### Entries supplied

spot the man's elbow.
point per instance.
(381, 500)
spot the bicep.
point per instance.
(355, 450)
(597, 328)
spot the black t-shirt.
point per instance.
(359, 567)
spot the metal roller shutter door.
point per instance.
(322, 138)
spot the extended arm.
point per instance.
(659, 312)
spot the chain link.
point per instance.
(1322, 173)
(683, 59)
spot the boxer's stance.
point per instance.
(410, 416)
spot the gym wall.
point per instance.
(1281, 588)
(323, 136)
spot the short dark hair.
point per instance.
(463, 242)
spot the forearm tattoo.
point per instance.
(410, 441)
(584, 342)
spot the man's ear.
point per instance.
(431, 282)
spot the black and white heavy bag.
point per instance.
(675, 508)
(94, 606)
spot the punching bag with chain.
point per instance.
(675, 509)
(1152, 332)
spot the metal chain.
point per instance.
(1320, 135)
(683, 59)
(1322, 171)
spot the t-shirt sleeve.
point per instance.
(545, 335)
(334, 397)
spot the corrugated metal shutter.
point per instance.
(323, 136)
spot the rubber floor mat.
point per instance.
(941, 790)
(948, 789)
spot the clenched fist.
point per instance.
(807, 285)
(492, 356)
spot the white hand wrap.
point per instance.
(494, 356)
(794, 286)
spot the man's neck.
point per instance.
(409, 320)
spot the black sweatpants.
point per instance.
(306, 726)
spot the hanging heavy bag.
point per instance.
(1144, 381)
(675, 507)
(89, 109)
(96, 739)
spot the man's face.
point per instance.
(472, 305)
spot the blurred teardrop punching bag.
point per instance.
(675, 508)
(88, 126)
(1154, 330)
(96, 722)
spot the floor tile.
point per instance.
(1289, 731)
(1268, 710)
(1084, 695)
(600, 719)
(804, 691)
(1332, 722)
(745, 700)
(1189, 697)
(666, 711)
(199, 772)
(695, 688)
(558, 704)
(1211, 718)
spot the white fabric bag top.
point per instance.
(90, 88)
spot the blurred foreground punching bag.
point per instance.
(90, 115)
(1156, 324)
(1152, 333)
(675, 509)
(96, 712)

######

Given exercise
Convert all of the records above into a JSON list of strings, with one string per line and no blank lines.

Expected answer
[
  "spot the man's elbow.",
  "point per instance.",
  "(381, 500)",
  "spot the bicep.",
  "point per instance.",
  "(355, 450)",
  "(597, 328)",
  "spot the black t-shirt.",
  "point per instance.",
  "(359, 567)",
  "spot the metal roller shutter door.",
  "point per instance.",
  "(322, 138)",
  "spot the extended arm.",
  "point per instance.",
  "(659, 312)",
  "spot the chain link.",
  "point per instance.",
  "(1322, 173)",
  "(683, 59)",
  "spot the boxer's stance.",
  "point per instance.",
  "(410, 416)",
  "spot the gym wall.",
  "point per instance.",
  "(1281, 588)",
  "(323, 136)",
  "spot the short dark hair.",
  "point per instance.",
  "(463, 242)",
  "spot the forearm tattoo.",
  "point per instance.",
  "(410, 441)",
  "(584, 342)",
  "spot the man's ear.",
  "point per instance.",
  "(431, 282)",
  "spot the black and white heavy bag.",
  "point per instance.",
  "(675, 508)",
  "(94, 606)",
  "spot the punching bag with chain.",
  "point per instance.",
  "(675, 509)",
  "(1152, 332)",
  "spot the metal chain.",
  "point per instance.",
  "(1320, 135)",
  "(683, 59)",
  "(1322, 171)",
  "spot the t-shirt sleeve.",
  "point per instance.",
  "(545, 335)",
  "(334, 397)",
  "spot the corrugated metal shutter.",
  "point per instance.",
  "(323, 136)",
  "spot the rubber floor mat.",
  "point per instance.",
  "(941, 790)",
  "(948, 789)",
  "spot the clenched fist.",
  "point per instance.",
  "(807, 285)",
  "(492, 356)",
  "spot the white hand wrap.",
  "point per instance.",
  "(494, 356)",
  "(794, 286)",
  "spot the man's neck.",
  "point per instance.",
  "(409, 320)",
  "spot the black sweatpants.",
  "point per instance.",
  "(306, 726)",
  "spot the hanging heavy bag.",
  "point per instance.",
  "(1144, 381)",
  "(675, 507)",
  "(89, 109)",
  "(96, 739)",
  "spot the man's face.",
  "point per instance.",
  "(472, 305)",
  "spot the blurred teardrop punching bag.",
  "point per instance.",
  "(675, 508)",
  "(88, 126)",
  "(1154, 330)",
  "(96, 722)",
  "spot the floor tile.",
  "point per instance.",
  "(1289, 731)",
  "(1268, 710)",
  "(1084, 695)",
  "(600, 719)",
  "(804, 691)",
  "(1332, 722)",
  "(745, 700)",
  "(1189, 697)",
  "(666, 711)",
  "(199, 772)",
  "(695, 688)",
  "(558, 704)",
  "(1211, 718)",
  "spot the white fabric bag top.",
  "point per instance.",
  "(90, 88)",
  "spot the blurred foreground punching bag.",
  "point per instance.",
  "(90, 115)",
  "(1156, 324)",
  "(1152, 333)",
  "(675, 509)",
  "(96, 712)"
]